**Excerpt provided:**

------------------------------------------------------------

Baby Boomers(1946 to 1964); Generation Jones (1955 to 1965); Generation X (1965 to 1980); Xennials (1977 to 1983); Millennials (1981 to 1996); Generation Z (1997 and after); Generation Alpha (2010 and after).
We know all these various appellations used to describe successive generations from time to time. As a generalisation they work but of course they do not reflect the scale of difference within each generation.
I must declare at once that I am classed as a “Baby Boomer”. We grew up under the shadow of World War II. The six years of the war were still forefront in my parents’ minds and the stories were abundant. Quite regularly when looking through photo albums and asking where were the relatives we had never met, the answer was often “the didn’t come back from in the war.” There was no rushing to the western front to see them – just a telegram delivered by the local postman.
The mood of the Baby Boomers over the years has been one of sorrow for the deceased tempered with thankfulness for being alive. And younger generations might not even know that bacon, butter, sugar, meat, and petrol were rationed from the end of the war up to 1954. There were no mad panics about buying toilet paper nor storming of the grocery shop as happened recently in New Zealand. You had your coupon book and that was what you could have.
It is the pattern of human behaviour in an epidemic that contrasts so dramatically with the patterns of behaviour in a conflagration that astound me. Are Baby Boomers fundamentally wired in a different way to Millennials? They must be otherwise how can the contrast in reaction and behaviour of the two groups be so different. And just what are those differences?
The demands of those who wish to avoid quarantine, the strident demands from non-essential retail shops, the exuberant lining up for salary and expense top-ups for Decile 10 schools, the events in Victoria, Australia – all paint a picture of a generation or two that have a highly elevated sense of entitlement.

------------------------------------------------------------

Items from a data source:
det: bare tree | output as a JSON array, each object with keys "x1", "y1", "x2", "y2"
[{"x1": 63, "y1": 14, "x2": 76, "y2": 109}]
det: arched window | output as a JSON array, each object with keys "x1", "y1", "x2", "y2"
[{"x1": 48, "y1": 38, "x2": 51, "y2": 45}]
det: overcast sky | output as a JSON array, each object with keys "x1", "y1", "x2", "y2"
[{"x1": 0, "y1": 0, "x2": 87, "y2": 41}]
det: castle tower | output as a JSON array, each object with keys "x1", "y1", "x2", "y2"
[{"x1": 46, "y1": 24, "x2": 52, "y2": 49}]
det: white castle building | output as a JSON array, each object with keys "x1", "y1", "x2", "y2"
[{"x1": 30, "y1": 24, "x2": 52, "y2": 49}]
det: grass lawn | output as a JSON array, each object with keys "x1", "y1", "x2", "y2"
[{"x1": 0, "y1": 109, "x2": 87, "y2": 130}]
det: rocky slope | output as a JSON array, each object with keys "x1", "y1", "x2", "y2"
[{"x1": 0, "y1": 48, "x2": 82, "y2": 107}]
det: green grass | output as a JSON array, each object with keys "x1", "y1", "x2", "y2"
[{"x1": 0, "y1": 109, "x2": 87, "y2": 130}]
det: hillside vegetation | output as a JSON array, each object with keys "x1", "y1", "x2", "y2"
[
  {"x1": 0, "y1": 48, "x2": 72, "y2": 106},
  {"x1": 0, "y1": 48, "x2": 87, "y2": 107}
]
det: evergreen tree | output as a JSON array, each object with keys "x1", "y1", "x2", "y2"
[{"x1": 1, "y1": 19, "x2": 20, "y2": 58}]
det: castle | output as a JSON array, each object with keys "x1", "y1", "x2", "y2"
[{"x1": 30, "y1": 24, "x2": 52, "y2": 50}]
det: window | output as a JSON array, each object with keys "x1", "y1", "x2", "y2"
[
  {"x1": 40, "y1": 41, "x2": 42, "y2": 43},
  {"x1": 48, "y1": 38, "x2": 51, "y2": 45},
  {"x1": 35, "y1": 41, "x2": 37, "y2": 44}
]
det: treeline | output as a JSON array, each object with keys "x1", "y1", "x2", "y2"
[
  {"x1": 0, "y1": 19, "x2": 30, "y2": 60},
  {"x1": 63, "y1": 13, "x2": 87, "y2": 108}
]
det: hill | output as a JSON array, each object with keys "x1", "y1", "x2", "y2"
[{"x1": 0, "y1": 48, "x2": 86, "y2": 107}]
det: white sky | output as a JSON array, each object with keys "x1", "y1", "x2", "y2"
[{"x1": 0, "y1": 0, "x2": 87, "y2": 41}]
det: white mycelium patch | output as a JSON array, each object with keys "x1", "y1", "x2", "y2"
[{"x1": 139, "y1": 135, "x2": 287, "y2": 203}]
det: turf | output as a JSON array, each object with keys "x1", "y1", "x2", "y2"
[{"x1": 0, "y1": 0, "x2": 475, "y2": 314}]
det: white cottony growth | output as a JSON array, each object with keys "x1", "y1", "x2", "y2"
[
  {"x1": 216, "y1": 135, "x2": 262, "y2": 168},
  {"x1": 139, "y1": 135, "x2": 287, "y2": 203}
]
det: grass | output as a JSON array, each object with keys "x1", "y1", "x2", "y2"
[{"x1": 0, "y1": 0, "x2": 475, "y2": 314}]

------------------------------------------------------------

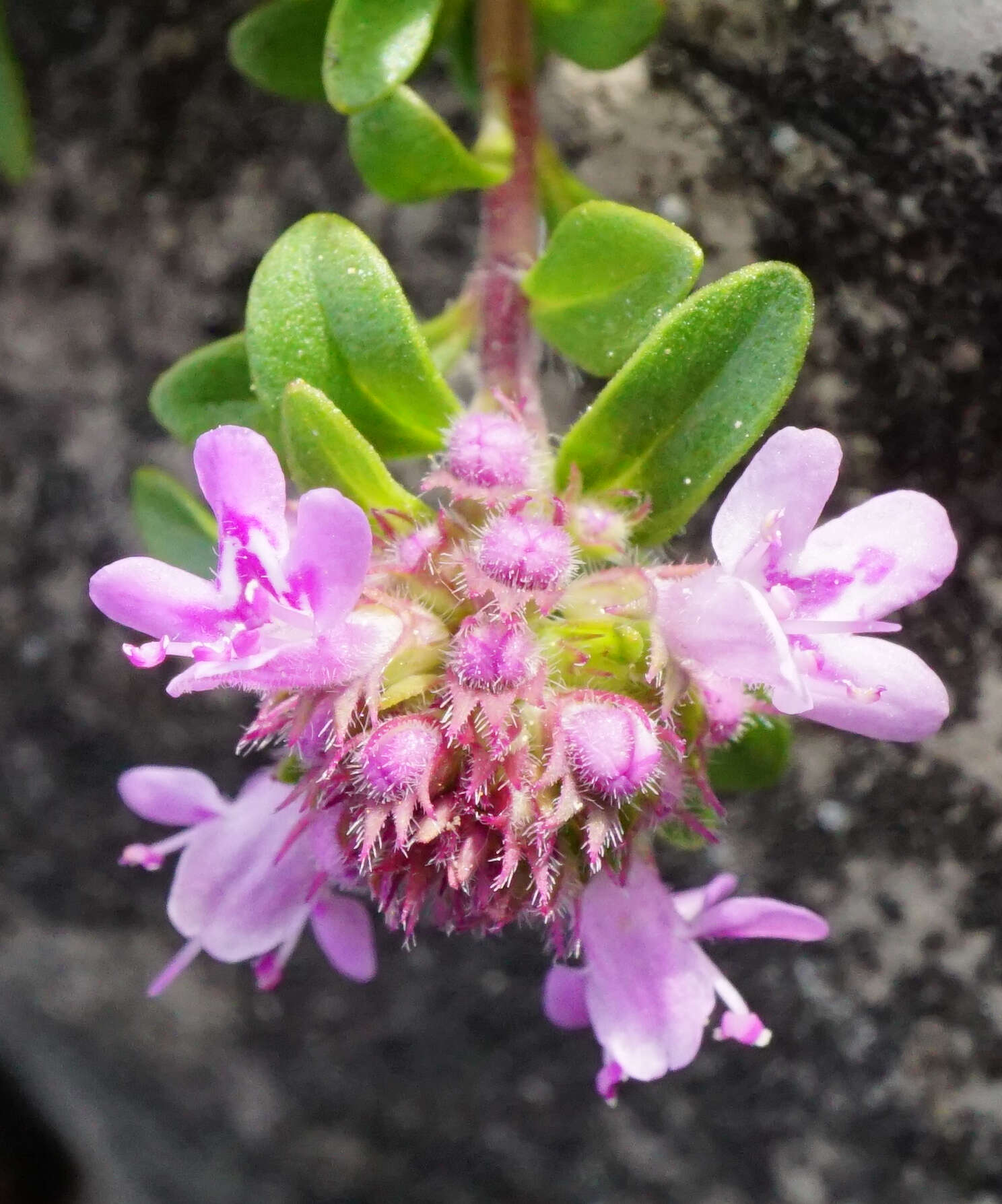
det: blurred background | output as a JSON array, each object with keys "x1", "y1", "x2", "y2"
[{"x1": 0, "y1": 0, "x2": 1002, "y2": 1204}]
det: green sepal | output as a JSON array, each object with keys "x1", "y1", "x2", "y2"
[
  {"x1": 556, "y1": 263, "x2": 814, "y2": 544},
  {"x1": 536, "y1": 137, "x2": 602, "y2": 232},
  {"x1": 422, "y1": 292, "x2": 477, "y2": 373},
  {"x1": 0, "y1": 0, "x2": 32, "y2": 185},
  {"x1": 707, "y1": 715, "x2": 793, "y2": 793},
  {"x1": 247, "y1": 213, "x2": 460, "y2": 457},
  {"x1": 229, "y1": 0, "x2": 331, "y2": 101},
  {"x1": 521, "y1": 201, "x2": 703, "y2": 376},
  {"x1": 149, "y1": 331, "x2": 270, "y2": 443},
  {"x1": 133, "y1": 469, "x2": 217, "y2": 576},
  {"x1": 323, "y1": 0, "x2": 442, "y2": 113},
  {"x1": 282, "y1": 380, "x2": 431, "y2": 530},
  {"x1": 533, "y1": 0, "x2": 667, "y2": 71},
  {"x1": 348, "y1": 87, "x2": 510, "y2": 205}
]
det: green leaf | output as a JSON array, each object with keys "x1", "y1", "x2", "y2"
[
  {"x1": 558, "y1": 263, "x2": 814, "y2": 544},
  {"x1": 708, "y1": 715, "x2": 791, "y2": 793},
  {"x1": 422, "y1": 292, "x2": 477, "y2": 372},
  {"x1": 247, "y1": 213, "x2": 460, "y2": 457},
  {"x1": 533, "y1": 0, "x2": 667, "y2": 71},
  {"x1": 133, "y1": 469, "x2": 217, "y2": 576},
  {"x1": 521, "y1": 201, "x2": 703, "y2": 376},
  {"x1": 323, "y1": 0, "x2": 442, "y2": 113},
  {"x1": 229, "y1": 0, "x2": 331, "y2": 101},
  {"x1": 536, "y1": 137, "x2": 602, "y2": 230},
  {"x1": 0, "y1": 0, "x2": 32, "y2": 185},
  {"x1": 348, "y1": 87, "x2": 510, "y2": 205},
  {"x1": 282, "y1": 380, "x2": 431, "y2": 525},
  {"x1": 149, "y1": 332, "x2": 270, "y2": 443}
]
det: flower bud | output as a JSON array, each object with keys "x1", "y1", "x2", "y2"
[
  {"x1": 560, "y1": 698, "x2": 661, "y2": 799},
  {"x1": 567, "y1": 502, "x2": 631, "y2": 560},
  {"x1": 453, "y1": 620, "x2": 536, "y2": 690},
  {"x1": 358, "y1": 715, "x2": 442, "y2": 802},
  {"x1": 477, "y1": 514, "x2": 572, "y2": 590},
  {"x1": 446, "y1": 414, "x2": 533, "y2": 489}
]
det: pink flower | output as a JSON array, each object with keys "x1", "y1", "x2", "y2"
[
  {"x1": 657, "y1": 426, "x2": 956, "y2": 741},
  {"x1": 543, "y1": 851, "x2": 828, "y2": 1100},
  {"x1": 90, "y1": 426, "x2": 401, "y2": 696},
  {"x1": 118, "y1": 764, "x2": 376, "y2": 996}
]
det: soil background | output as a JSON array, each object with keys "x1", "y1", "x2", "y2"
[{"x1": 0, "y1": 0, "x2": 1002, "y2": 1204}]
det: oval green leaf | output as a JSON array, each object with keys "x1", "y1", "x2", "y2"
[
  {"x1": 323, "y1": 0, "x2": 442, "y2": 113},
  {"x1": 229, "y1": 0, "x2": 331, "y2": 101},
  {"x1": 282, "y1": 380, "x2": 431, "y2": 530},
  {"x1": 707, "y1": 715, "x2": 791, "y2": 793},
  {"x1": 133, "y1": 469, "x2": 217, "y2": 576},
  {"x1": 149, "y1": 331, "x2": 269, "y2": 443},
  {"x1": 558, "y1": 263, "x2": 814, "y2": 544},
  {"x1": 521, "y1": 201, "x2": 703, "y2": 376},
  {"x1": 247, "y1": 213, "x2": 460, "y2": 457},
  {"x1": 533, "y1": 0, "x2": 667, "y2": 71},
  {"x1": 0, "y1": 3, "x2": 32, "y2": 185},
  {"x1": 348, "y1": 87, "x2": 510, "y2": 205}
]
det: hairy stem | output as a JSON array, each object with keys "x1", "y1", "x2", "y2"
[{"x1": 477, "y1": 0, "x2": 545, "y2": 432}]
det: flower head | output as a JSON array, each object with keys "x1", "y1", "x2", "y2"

------------------------------------------------------------

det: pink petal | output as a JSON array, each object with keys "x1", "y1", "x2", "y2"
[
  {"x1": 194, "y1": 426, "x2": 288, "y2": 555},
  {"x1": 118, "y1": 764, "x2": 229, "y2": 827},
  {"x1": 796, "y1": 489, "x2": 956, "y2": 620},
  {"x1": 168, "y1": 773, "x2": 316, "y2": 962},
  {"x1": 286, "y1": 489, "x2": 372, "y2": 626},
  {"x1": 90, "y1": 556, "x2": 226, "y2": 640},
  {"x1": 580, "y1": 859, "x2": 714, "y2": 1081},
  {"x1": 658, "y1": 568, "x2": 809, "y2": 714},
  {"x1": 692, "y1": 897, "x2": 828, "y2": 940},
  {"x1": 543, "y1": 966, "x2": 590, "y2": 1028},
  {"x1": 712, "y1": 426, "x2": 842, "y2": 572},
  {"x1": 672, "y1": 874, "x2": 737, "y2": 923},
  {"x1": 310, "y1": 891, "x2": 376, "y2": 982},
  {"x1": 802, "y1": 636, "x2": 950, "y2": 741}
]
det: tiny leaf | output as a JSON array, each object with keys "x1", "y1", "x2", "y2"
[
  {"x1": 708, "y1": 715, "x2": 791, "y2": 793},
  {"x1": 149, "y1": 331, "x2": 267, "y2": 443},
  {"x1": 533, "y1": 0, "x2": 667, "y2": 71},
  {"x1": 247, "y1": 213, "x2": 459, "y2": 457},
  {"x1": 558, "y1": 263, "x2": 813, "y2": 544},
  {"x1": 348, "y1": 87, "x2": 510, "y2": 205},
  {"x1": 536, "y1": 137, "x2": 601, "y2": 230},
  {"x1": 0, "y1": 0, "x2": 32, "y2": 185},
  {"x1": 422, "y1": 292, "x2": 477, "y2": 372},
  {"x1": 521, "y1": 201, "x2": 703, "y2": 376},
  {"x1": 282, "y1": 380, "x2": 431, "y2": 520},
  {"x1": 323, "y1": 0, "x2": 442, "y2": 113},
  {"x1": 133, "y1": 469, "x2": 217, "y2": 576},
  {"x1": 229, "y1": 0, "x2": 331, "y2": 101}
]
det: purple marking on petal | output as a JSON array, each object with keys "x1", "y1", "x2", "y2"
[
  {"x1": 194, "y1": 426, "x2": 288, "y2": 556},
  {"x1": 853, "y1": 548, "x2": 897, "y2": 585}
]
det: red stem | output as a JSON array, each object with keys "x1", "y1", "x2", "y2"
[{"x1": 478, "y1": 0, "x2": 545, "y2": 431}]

------------------------------------------------------------

**Tasks to complete:**
1 - According to the passage on generations, which goods were rationed from the end of the war up to 1954? List every one.
2 - Quote the passage on generations starting with "It is the pattern" and going on through "sense of entitlement.".

**Per-task answers:**
1 - Bacon, butter, sugar, meat, and petrol.

2 -
It is the pattern of human behaviour in an epidemic that contrasts so dramatically with the patterns of behaviour in a conflagration that astound me. Are Baby Boomers fundamentally wired in a different way to Millennials? They must be otherwise how can the contrast in reaction and behaviour of the two groups be so different. And just what are those differences?
The demands of those who wish to avoid quarantine, the strident demands from non-essential retail shops, the exuberant lining up for salary and expense top-ups for Decile 10 schools, the events in Victoria, Australia – all paint a picture of a generation or two that have a highly elevated sense of entitlement.